## Text passage
Music has always played a pivotal role at times of social change. On Saturday 9 May –  the weekend after polling day for the General Election of 2015 – we premiere 16 songs by composers considering the society they hope to see. Their chosen subjects range from the NHS and sex trafficking to homelessness and education.

We’ve looked back at the stories behind some influential pieces of music which shaped the society of their time.

  1. Sir Hubert Parry/William Blake Jerusalem (1916/1804)

Originally called And Did Those Feet in Ancient Times, Jerusalem was renamed around the time it was performed at the Suffrage Demonstration Concert in early 1918. After the concert, suffragette Millicent Garrett Fawcett asked Sir Hubert Parry’s permission to use Jerusalem as the Women Voters’ Hymn. Permission granted, it became the anthem for the National Union of Women’s Suffrage Societies. Later that same year the Representation of the People Act was passed in parliament.

  1. Ludwig van Beethoven Symphony No. 9 (1824)

Ludwig van Beethoven’s popular ninth symphony has been the soundtrack for a variety of pivotal transitions throughout history. It all began with the world premiere in Vienna, when police were drafted in to prevent standing ovations for a composer whose popularity threatened to rile the Austrian emperor. At the fall of the Berlin Wall, Leonard Bernstein performed the work as the renamed Ode to Freedom, before it became the official anthem for the European Union. Later, Symphony No. 9 also became Kosovo’s national anthem in recognition of the European Union’s role in the creation of that state.

  1. Dmitri Shostakovich Symphony No. 7 (1942)

## Available data
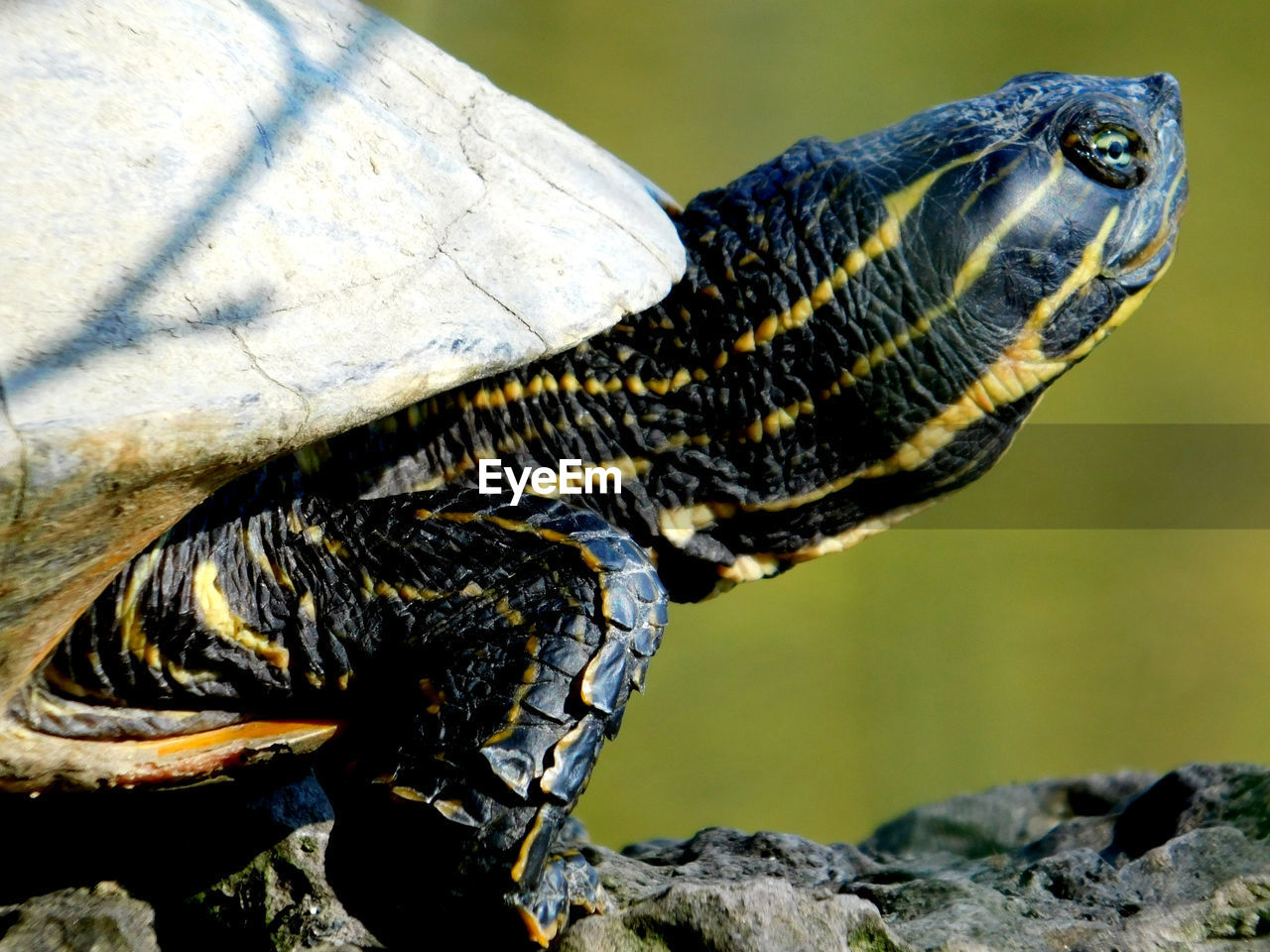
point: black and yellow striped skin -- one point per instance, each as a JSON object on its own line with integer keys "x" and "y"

## Short exercise A
Turn the paragraph of the piece on music and social change that begins "Ludwig van Beethoven's popular ninth symphony" into a brief bulleted list that keeps its main facts.
## Short exercise B
Answer these questions from the piece on music and social change:
(i) On what date are the 16 new songs premiered?
(ii) Who asked Sir Hubert Parry's permission to use Jerusalem as the Women Voters' Hymn?
(iii) Under what name did Leonard Bernstein perform Beethoven's ninth symphony at the fall of the Berlin Wall?
## Short exercise C
Extend the piece on music and social change from where it stops.
The material has no connection to the piece on music and social change.

## Expected output A
- The symphony has accompanied many pivotal transitions in history.
- At its Vienna premiere, police were brought in to prevent standing ovations, because the composer's popularity threatened to rile the Austrian emperor.
- At the fall of the Berlin Wall, Leonard Bernstein performed it under the new name Ode to Freedom.
- It became the official anthem of the European Union.
- Kosovo later adopted it as its national anthem, recognizing the European Union's role in creating that state.

## Expected output B
(i) Saturday 9 May
(ii) Millicent Garrett Fawcett
(iii) Ode to Freedom

## Expected output C
Dan Cruickshank, art historian, honorary fellow of the Royal Institution of British Artists, author and TV/radio broadcaster describes the symphony’s impact: “The Leningrad premiere of Dmitri Shostakovich’s Symphony No.7 was given in 1942 – and perhaps never before in history had music been used as such a direct weapon of war. The city had been under siege by Nazi Germany for nearly a year but continued to resist. Its people needed their morale and spirits lifted, and the work was intended to do that. It was also to proclaim the spirit of resolve and resistance to the Germans. The Leningrad premier was to be an act of defiance and of war, but it was also to be symbolic. 9 August – the day chosen for the performance – was also the date Hitler has chosen to celebrate the expected fall of Leningrad. Loudspeakers broadcast the performance to the whole city and to the encircling German army, with the premiere preceded by a bombardment of the German positions and a military sortie. The city endured – no doubt partly thanks to this symphony – until relieved in January 1944.”

  1. Bob Dylan The Times They Are a-Changin (1964)

Reflecting both the folk protest movement of the 1960s and also the civil rights movement in the US, Bob Dylan wrote The Times They Are-a-Changin as a deliberate attempt to capture this time of transitions. He wrote: “I wanted to write a big song, some kind of theme song, with short, concise verses that piled up on each other in a hypnotic way. This is definitely a song with a purpose. I knew exactly what I wanted to say and who I wanted to say it to.”

  1. Nina Simone Mississippi Goddam (1964)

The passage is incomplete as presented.